REQUIRED WORK
Repeat the full listing, word for word.

THE RECORDS
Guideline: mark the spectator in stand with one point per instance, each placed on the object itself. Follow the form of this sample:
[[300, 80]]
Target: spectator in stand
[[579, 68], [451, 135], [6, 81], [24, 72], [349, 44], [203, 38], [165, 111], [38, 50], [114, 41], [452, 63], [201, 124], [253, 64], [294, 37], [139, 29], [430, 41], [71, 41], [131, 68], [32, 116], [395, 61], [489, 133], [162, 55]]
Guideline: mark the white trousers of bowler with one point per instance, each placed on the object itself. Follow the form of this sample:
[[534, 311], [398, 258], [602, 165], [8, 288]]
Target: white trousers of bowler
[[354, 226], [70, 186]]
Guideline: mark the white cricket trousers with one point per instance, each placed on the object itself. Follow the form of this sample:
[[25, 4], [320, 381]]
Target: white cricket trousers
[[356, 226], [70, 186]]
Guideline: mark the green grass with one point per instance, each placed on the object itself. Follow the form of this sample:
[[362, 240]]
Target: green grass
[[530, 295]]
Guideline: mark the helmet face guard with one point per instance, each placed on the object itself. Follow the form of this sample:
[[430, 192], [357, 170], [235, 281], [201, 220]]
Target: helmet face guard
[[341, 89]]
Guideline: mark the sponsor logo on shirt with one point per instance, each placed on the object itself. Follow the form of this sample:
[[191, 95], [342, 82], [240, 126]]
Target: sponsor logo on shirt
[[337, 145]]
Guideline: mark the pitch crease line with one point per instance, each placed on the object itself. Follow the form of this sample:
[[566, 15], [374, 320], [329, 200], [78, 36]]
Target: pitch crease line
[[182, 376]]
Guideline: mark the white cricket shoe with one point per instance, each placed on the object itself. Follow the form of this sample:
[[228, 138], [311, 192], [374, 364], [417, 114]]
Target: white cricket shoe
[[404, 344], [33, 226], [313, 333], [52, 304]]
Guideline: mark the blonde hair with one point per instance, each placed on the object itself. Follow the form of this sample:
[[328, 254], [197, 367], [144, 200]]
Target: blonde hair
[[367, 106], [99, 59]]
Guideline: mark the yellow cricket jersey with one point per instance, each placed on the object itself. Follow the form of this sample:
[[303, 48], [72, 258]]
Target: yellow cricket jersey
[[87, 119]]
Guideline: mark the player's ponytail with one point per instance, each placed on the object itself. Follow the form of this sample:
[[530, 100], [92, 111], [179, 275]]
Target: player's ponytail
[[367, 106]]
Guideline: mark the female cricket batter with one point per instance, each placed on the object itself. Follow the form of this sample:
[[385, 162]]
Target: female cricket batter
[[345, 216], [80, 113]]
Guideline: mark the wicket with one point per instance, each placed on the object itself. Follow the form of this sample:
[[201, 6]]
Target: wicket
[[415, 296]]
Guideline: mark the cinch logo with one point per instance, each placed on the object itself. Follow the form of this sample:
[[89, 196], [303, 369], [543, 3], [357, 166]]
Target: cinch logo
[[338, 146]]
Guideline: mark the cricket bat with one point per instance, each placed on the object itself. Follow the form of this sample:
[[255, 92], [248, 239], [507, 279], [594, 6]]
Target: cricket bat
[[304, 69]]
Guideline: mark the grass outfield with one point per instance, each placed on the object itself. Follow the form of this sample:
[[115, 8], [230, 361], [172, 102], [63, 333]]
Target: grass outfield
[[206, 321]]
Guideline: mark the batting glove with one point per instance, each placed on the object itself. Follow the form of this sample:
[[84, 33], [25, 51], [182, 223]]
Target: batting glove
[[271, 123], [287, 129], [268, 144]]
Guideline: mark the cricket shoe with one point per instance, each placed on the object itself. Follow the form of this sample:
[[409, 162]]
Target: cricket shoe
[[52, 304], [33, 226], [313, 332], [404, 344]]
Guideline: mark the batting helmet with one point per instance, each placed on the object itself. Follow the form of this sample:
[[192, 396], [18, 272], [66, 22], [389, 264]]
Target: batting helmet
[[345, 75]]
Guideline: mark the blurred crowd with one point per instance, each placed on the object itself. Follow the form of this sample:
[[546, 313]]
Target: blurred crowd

TASK SOLUTION
Guideline: mark the spectator in stand with one point per instance, each placed on the object itself. Follow the form of this sample:
[[300, 80]]
Target: spectator in stand
[[579, 68], [451, 135], [6, 81], [24, 72], [349, 44], [203, 38], [165, 111], [38, 50], [114, 41], [452, 63], [201, 124], [253, 64], [294, 37], [139, 29], [430, 41], [71, 41], [131, 68], [32, 116], [395, 61], [489, 133], [162, 55]]
Guideline: mark the white trousers of bowler with one point per instance, each placed on the object itself. Follow the form of this sample:
[[534, 311], [398, 258], [602, 165], [8, 288]]
Target: white trousers of bowler
[[354, 226], [70, 186]]
Guideline: mark the white cricket trousers with one point per instance, each placed on the object itself. Follow the form of this sample:
[[25, 4], [320, 381]]
Target: white cricket trousers
[[356, 226], [70, 186]]
Guideline: mark the green grass with one point per instance, each placed on the object itself. Follow the form of this sample:
[[362, 240]]
Target: green grass
[[530, 295]]
Guideline: mark the helmet face guard with one point per instance, each placed on the object itself. Follow the form of this sample:
[[430, 192], [357, 170], [235, 281], [201, 220]]
Target: helmet face guard
[[341, 89]]
Guideline: mark the sponsor logo on shirt with one point per instance, each placed on the object itself. Follow the form of this sample:
[[191, 95], [342, 82], [240, 126]]
Target: sponsor logo on shirt
[[337, 145]]
Guideline: mark the pitch crease line with one point per instance, each placed on the object itself. Follow the form of this sample:
[[566, 15], [374, 320], [329, 200], [78, 36]]
Target: pitch crease line
[[182, 376]]
Guideline: mark the white cricket shoe with one point per instance, each placed on the object itself. Follow the form of this sample:
[[228, 138], [311, 192], [374, 364], [417, 114]]
Target: white cricket shoe
[[404, 344], [33, 226], [313, 333], [52, 304]]
Guideline: mark the blonde hair with one point per instance, each placed on the object itself. Follow the form of this sample:
[[328, 254], [197, 367], [144, 200]]
Target: blonde hair
[[367, 106], [99, 59]]
Guideline: mark the yellow cricket jersey with one point per instance, each placed on the object itself. Follow the form of this sample:
[[303, 48], [72, 258]]
Target: yellow cricket jersey
[[87, 119]]
Guideline: mark the player's ponytail with one point per instance, each placed on the object itself. Follow the form of this sample:
[[530, 100], [92, 111], [179, 275]]
Target: player's ponytail
[[367, 106]]
Guideline: mark the female cricket batter with one point per instance, each placed on the object itself. Follow the form of this sample:
[[385, 162]]
Target: female cricket batter
[[345, 216], [80, 113]]
Guideline: mark the wicket with one point per instance, each placed on the object itself. Follow the form of this sample:
[[201, 6]]
Target: wicket
[[415, 296]]
Guideline: mark the cinch logo with one point per instance, each placed on the object itself. Follow the form of this sample:
[[89, 196], [303, 369], [543, 3], [357, 166]]
Target: cinch logo
[[338, 146]]
Guideline: mark the cricket bat with one point per instance, each placed on the object itself. Follow the form of this sample:
[[255, 92], [248, 239], [507, 279], [594, 6]]
Target: cricket bat
[[304, 69]]
Guideline: mark the grass outfield with one point per instance, each placed on the object itself. Follow the form of this sample:
[[115, 8], [230, 361], [172, 102], [63, 333]]
Target: grass outfield
[[206, 321]]
Guideline: mark the batting glove with one point per instance, each placed on the object itself. Follow the form of this sample:
[[84, 33], [25, 51], [182, 223]]
Target: batting glove
[[271, 123], [287, 129], [268, 144]]
Guideline: mark the cricket shoe with one point per instance, each placed on the object itself. Follow the form of this sample:
[[409, 162]]
Target: cricket shoe
[[52, 304], [33, 226], [313, 332], [404, 344]]
Guideline: mark the batting helmet with one point per instance, each placed on the object itself. Follow the form of this sample:
[[192, 396], [18, 272], [66, 22], [389, 264]]
Target: batting helmet
[[345, 75]]
Guideline: mark the blurred crowd with one point per instance, each placed on the object itself. Follow the form of this sample:
[[546, 313]]
Target: blurred crowd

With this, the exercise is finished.